- [Extracted entries]
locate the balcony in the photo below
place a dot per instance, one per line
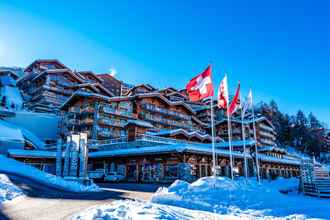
(168, 122)
(88, 109)
(109, 122)
(87, 121)
(105, 121)
(104, 133)
(154, 108)
(110, 110)
(268, 135)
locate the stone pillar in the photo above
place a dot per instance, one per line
(59, 158)
(83, 156)
(74, 155)
(227, 170)
(67, 157)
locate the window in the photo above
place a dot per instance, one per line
(171, 171)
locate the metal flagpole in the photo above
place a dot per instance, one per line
(229, 137)
(243, 137)
(213, 138)
(255, 140)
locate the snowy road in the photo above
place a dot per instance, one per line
(46, 203)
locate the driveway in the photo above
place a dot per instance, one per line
(43, 203)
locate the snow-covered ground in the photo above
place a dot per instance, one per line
(224, 196)
(8, 165)
(218, 198)
(136, 210)
(8, 190)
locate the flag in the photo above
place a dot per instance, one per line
(247, 103)
(234, 105)
(201, 86)
(223, 94)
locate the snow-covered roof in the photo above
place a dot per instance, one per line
(183, 132)
(272, 148)
(10, 132)
(180, 148)
(32, 153)
(140, 123)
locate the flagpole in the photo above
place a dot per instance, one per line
(229, 137)
(244, 144)
(255, 140)
(213, 138)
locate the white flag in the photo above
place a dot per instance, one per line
(247, 104)
(223, 94)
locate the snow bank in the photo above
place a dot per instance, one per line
(8, 191)
(42, 125)
(236, 198)
(128, 209)
(8, 165)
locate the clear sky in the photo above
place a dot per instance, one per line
(279, 48)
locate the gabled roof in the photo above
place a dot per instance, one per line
(147, 86)
(106, 76)
(167, 101)
(13, 74)
(79, 94)
(83, 74)
(188, 134)
(58, 71)
(46, 61)
(139, 123)
(168, 89)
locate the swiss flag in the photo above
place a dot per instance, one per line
(223, 94)
(201, 86)
(235, 103)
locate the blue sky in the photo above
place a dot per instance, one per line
(279, 48)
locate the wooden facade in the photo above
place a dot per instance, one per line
(47, 84)
(265, 131)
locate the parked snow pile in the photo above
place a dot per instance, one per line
(237, 198)
(128, 209)
(11, 166)
(8, 191)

- [Aim]
Retype every item above word for word, leaving out the picture.

- [Solution to this problem]
locate the balcony in the photo below
place a dot per instance, one per line
(168, 122)
(88, 109)
(109, 122)
(87, 121)
(105, 121)
(104, 133)
(154, 108)
(110, 110)
(268, 135)
locate the stone pillar in the photo above
place a dot per instance, one per line
(59, 158)
(83, 156)
(74, 155)
(227, 170)
(67, 157)
locate the window in the photo above
place a dot per instance, one per line
(171, 171)
locate the metal flagpole in the photo above
place a dot per instance, one per line
(229, 137)
(243, 137)
(213, 138)
(255, 140)
locate the snowy road in the photo above
place a dot per instance, one per line
(46, 203)
locate the driveway in the photo above
place a dot per instance, one per line
(43, 203)
locate the snow-covered ground in the photo above
place a dot per instance, one per line
(224, 196)
(8, 165)
(218, 198)
(136, 210)
(8, 190)
locate the flag in the photo above
place a dot per instance, one per line
(247, 103)
(234, 105)
(201, 86)
(223, 94)
locate the snow-covered roof in the photo above
place a dot per instance, one per line
(183, 132)
(272, 148)
(10, 132)
(180, 148)
(32, 153)
(140, 123)
locate the flagpole in the photo above
place a dot per instance, one per line
(229, 137)
(244, 144)
(255, 140)
(213, 138)
locate the white flag in the photo above
place a dot per instance, one per line
(247, 104)
(223, 94)
locate the snow bank in the photo above
place a dot per instance, one per line
(8, 191)
(42, 125)
(236, 198)
(128, 209)
(8, 165)
locate the clear sky in the photo above
place a dot per instance, one per line
(279, 48)
locate the gabled roof in the photo above
place a dot per instance, one per line
(147, 86)
(106, 76)
(167, 101)
(13, 74)
(79, 94)
(83, 74)
(188, 134)
(58, 71)
(46, 61)
(139, 123)
(168, 89)
locate the swiss flag in the photo above
place a dot per instance, one per line
(223, 94)
(201, 86)
(235, 103)
locate the blue sky in the photo above
place a dot per instance, one per line
(279, 48)
locate the wooden facade in the photo above
place a dot per instance, one per line
(47, 84)
(265, 131)
locate the parked snow pile in the photo above
place a dot per instance, one per line
(237, 198)
(128, 209)
(11, 166)
(8, 191)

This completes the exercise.